→ **SHORT PROBLEM**: Pick out each line in the entries below that contains the word "cluster" and copy it. Match case, so a capitalized form doesn't count.

→ **RECORD LIST**:
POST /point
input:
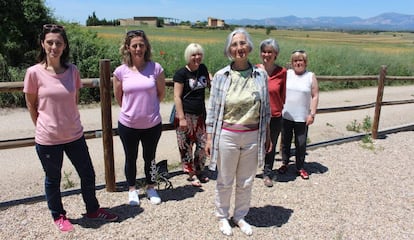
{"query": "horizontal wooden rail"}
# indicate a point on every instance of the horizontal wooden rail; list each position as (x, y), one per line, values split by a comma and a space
(94, 82)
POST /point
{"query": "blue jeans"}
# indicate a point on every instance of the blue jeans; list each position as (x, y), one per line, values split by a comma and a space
(275, 128)
(51, 157)
(130, 138)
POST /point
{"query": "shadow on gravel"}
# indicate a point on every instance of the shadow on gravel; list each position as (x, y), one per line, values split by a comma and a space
(291, 175)
(268, 216)
(123, 211)
(179, 193)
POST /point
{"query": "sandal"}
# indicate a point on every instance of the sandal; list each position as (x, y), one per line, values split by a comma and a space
(282, 169)
(188, 167)
(194, 181)
(203, 178)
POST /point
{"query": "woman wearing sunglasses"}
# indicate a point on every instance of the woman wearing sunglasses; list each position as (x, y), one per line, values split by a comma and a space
(269, 50)
(302, 96)
(237, 127)
(139, 87)
(51, 90)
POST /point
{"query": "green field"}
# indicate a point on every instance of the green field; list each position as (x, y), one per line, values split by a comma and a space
(330, 53)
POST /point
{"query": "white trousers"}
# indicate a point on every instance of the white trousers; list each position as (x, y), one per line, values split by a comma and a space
(237, 159)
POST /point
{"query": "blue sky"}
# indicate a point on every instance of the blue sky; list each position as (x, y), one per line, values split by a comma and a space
(193, 10)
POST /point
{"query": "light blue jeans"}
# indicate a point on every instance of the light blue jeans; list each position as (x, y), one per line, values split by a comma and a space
(51, 157)
(237, 161)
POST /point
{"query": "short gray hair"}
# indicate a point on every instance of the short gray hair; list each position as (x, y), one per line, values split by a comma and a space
(270, 42)
(191, 49)
(230, 37)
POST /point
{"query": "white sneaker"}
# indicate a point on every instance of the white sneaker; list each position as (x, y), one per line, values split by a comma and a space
(225, 227)
(133, 198)
(153, 196)
(244, 227)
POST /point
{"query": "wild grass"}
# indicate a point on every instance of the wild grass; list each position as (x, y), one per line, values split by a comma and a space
(330, 53)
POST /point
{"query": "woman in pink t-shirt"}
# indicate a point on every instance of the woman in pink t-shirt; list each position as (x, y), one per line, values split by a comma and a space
(51, 90)
(139, 87)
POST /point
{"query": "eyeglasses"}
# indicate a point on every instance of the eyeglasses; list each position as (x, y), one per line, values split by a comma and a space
(51, 27)
(135, 33)
(298, 51)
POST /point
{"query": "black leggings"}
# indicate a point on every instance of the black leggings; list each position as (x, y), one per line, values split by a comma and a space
(149, 138)
(301, 131)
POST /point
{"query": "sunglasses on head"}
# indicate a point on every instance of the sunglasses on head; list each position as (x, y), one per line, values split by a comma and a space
(298, 51)
(52, 27)
(135, 33)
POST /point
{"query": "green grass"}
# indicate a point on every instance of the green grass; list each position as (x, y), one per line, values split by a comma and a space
(330, 53)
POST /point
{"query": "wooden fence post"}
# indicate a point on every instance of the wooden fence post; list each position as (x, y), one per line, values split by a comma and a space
(106, 114)
(378, 103)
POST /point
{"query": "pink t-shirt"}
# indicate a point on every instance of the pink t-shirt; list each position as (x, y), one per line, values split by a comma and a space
(59, 119)
(140, 104)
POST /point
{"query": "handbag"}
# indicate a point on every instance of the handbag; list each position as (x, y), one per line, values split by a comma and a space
(172, 114)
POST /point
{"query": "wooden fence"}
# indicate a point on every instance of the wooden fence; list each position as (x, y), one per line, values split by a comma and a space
(104, 83)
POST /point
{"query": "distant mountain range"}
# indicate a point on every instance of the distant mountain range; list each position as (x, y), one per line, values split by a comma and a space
(382, 22)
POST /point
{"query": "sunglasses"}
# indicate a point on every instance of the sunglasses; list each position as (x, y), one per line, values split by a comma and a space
(52, 27)
(298, 51)
(135, 33)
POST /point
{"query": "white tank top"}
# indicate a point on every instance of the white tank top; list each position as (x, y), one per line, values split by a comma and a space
(298, 96)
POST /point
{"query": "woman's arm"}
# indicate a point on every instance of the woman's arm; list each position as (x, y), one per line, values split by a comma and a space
(117, 85)
(178, 92)
(314, 100)
(31, 103)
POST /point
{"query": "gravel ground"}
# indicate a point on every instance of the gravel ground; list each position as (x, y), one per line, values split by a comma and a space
(354, 192)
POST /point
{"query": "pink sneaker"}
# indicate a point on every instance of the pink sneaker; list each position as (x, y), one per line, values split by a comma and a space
(101, 214)
(63, 224)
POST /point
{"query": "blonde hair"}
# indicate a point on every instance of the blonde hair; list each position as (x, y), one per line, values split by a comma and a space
(126, 55)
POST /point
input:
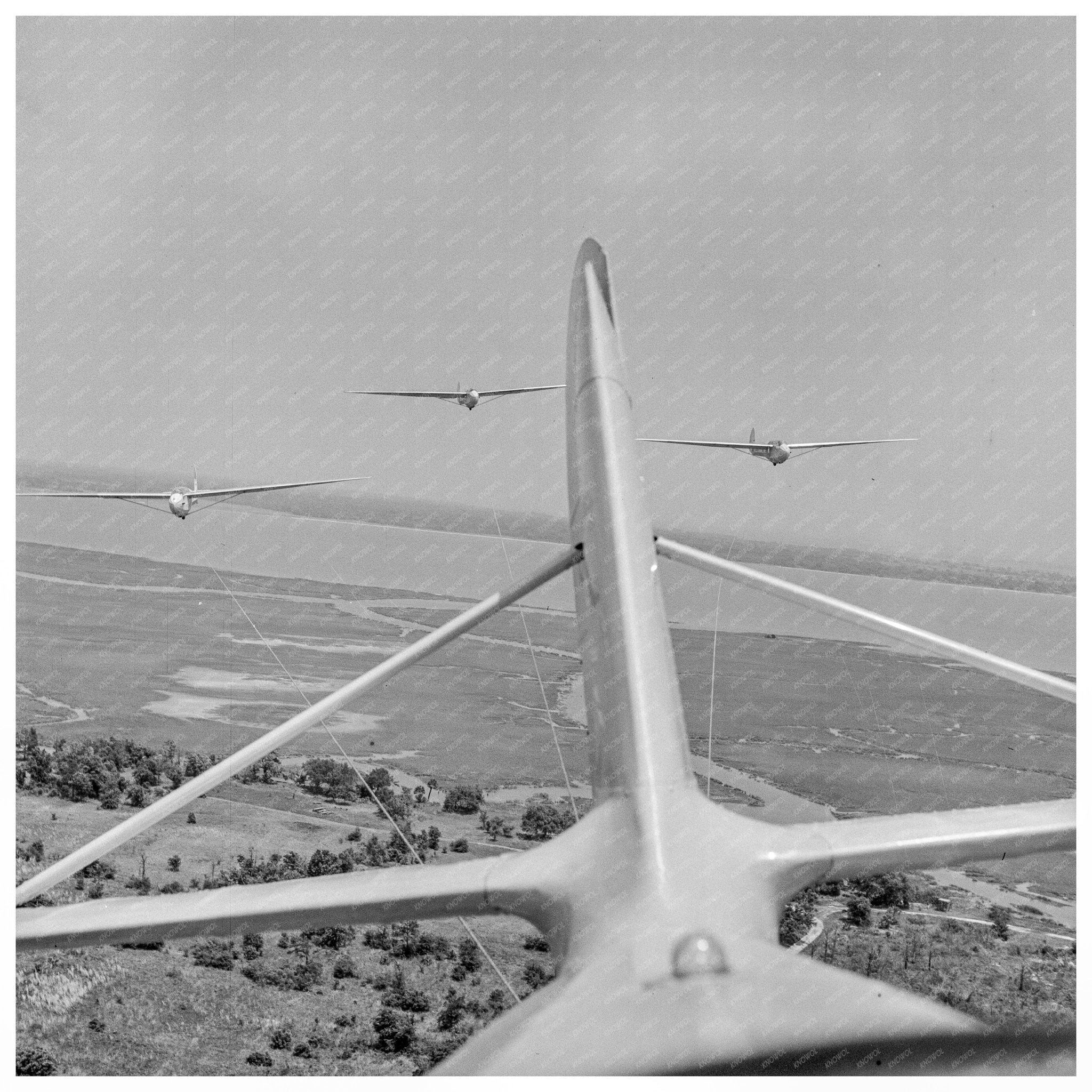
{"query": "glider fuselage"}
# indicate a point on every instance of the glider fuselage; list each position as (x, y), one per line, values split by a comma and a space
(777, 453)
(180, 504)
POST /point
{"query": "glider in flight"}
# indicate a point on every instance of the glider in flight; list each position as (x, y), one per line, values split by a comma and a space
(181, 502)
(660, 905)
(776, 451)
(469, 398)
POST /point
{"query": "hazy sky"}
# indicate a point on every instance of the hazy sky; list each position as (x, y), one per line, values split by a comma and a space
(823, 229)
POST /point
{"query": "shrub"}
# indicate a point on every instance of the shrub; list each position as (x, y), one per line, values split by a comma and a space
(98, 870)
(344, 968)
(395, 1030)
(890, 918)
(378, 938)
(215, 953)
(281, 1039)
(306, 975)
(324, 863)
(331, 936)
(470, 956)
(1000, 918)
(858, 911)
(535, 974)
(34, 1063)
(543, 820)
(454, 1006)
(464, 800)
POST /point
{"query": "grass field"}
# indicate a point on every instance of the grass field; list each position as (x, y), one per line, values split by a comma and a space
(118, 646)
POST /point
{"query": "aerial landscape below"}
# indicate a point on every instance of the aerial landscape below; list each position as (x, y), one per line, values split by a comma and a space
(126, 649)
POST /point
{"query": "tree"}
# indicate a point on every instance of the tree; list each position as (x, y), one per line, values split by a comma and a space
(535, 974)
(324, 863)
(543, 820)
(858, 912)
(396, 1031)
(797, 919)
(464, 800)
(495, 827)
(329, 778)
(195, 765)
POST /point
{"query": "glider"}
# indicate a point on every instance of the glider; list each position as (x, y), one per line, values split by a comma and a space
(469, 398)
(776, 451)
(181, 502)
(660, 906)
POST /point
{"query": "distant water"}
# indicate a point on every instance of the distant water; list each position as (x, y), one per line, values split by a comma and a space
(1034, 628)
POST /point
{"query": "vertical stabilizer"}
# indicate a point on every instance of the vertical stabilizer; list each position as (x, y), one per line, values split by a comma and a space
(635, 711)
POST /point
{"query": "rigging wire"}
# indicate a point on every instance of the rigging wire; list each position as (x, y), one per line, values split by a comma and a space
(712, 687)
(353, 766)
(542, 688)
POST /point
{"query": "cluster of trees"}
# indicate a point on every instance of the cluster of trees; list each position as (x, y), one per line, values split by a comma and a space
(105, 769)
(543, 820)
(464, 800)
(406, 941)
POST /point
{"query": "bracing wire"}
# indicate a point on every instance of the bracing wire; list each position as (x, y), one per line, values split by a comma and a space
(355, 769)
(712, 688)
(542, 688)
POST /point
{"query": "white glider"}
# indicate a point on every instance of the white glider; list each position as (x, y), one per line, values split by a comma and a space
(776, 451)
(181, 501)
(660, 906)
(468, 398)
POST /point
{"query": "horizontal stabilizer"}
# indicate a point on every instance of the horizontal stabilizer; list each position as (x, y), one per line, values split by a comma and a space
(869, 620)
(869, 847)
(376, 896)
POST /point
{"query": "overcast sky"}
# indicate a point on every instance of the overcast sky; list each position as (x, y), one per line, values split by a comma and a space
(822, 229)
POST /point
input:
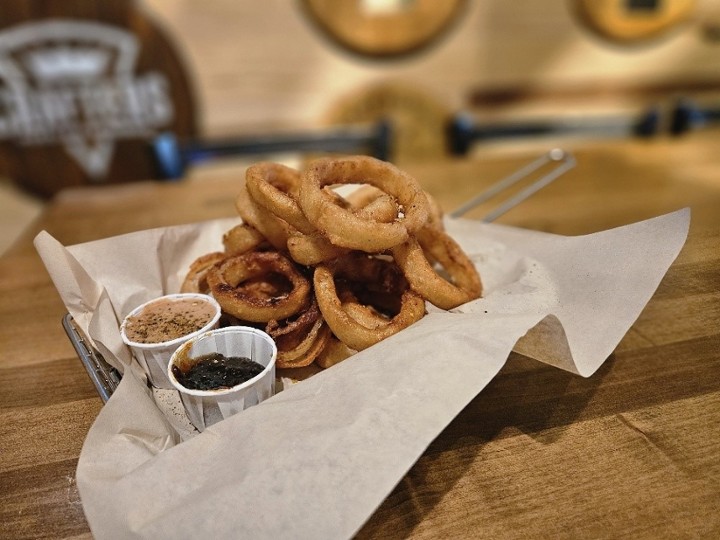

→ **SOLVED EXERCISE**:
{"query": "cluster of trees"}
# indicate a point on every instance of the cluster of trees; list each position as (x, y), one per line, values split by a comma and a space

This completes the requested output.